### Supplied material

- - - -

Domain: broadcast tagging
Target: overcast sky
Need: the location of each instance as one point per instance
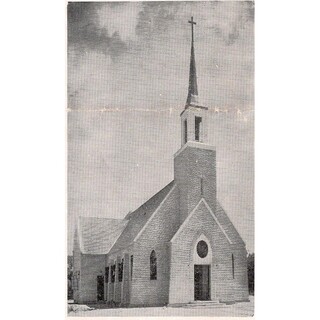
(127, 84)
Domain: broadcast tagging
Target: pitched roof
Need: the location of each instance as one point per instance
(221, 218)
(227, 225)
(138, 218)
(97, 235)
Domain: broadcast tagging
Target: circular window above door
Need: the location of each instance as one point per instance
(202, 249)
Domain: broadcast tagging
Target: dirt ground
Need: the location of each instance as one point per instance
(243, 309)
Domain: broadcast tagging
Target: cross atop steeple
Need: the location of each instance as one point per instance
(192, 99)
(194, 116)
(192, 23)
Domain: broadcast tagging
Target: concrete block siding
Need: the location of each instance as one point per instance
(186, 211)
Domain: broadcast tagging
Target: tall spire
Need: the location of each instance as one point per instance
(192, 99)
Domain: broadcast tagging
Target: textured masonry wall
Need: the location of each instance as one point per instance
(76, 265)
(223, 286)
(91, 267)
(119, 291)
(156, 236)
(190, 166)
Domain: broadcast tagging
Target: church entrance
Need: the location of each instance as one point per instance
(201, 282)
(100, 288)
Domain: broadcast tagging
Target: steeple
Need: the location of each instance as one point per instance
(192, 99)
(194, 116)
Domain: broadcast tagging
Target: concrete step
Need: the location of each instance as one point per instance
(204, 303)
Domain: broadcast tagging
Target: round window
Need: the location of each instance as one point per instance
(202, 249)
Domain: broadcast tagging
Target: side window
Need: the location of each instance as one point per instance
(232, 257)
(113, 273)
(120, 271)
(153, 266)
(107, 274)
(198, 121)
(185, 131)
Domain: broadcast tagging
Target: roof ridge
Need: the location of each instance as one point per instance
(154, 196)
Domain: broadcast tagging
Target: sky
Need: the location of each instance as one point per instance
(128, 66)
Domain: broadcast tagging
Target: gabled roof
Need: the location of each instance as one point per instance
(227, 225)
(221, 219)
(97, 235)
(137, 219)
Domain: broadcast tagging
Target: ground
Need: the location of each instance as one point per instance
(243, 309)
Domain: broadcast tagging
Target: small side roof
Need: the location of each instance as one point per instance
(138, 218)
(97, 235)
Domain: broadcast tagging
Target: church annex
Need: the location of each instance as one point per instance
(176, 248)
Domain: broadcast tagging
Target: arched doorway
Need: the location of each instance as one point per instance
(202, 258)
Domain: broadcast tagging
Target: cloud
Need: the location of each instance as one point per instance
(231, 18)
(85, 33)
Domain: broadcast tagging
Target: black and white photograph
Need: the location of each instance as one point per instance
(160, 158)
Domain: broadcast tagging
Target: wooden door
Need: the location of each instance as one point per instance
(201, 282)
(100, 288)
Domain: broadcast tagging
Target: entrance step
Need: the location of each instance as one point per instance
(204, 303)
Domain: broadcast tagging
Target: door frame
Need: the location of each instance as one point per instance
(209, 281)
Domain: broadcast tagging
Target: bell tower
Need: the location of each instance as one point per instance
(194, 116)
(195, 161)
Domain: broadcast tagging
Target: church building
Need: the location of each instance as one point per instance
(179, 247)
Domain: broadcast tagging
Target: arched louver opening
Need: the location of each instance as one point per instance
(153, 266)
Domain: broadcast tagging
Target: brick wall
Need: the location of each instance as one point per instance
(91, 267)
(223, 286)
(76, 266)
(156, 236)
(190, 166)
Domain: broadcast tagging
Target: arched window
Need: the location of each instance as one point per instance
(232, 258)
(153, 266)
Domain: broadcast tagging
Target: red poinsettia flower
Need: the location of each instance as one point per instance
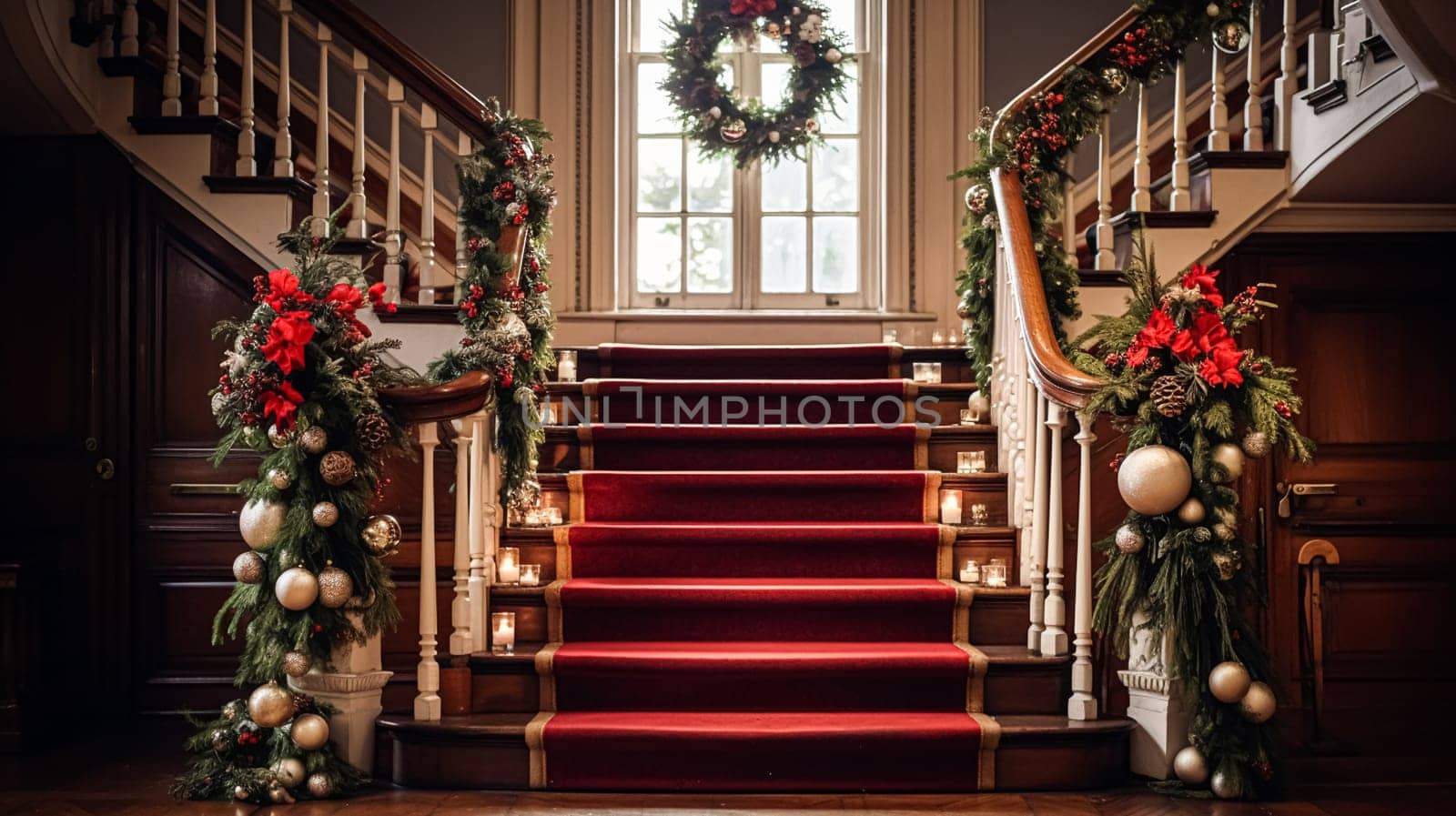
(281, 405)
(1205, 279)
(1208, 332)
(1222, 366)
(288, 337)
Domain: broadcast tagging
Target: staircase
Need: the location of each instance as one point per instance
(759, 595)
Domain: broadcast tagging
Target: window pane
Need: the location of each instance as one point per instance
(836, 175)
(836, 255)
(844, 118)
(710, 255)
(652, 34)
(660, 170)
(660, 255)
(654, 109)
(784, 250)
(710, 184)
(784, 186)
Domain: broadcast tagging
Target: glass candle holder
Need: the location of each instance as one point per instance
(502, 633)
(509, 565)
(925, 371)
(567, 367)
(950, 507)
(531, 575)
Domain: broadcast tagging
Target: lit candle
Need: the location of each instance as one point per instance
(950, 507)
(567, 367)
(509, 565)
(502, 633)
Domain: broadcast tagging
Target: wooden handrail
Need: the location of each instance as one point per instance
(439, 89)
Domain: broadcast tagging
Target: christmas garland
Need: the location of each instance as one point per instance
(506, 296)
(298, 388)
(1037, 140)
(747, 130)
(1194, 406)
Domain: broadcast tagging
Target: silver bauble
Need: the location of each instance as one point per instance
(248, 568)
(313, 439)
(319, 786)
(309, 732)
(1229, 681)
(296, 589)
(261, 521)
(1191, 767)
(1130, 539)
(1154, 480)
(335, 587)
(1230, 457)
(269, 706)
(325, 514)
(1191, 512)
(1256, 444)
(1225, 786)
(1259, 703)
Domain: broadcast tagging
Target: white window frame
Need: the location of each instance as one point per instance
(747, 211)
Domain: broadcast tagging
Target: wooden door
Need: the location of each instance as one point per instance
(1368, 322)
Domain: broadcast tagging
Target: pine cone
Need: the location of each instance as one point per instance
(1169, 396)
(371, 431)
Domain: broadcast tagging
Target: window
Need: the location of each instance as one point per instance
(696, 233)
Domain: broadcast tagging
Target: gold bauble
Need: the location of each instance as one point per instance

- - - -

### The problem
State, as a bare number, how many lines of the material contain "window".

### Task answer
7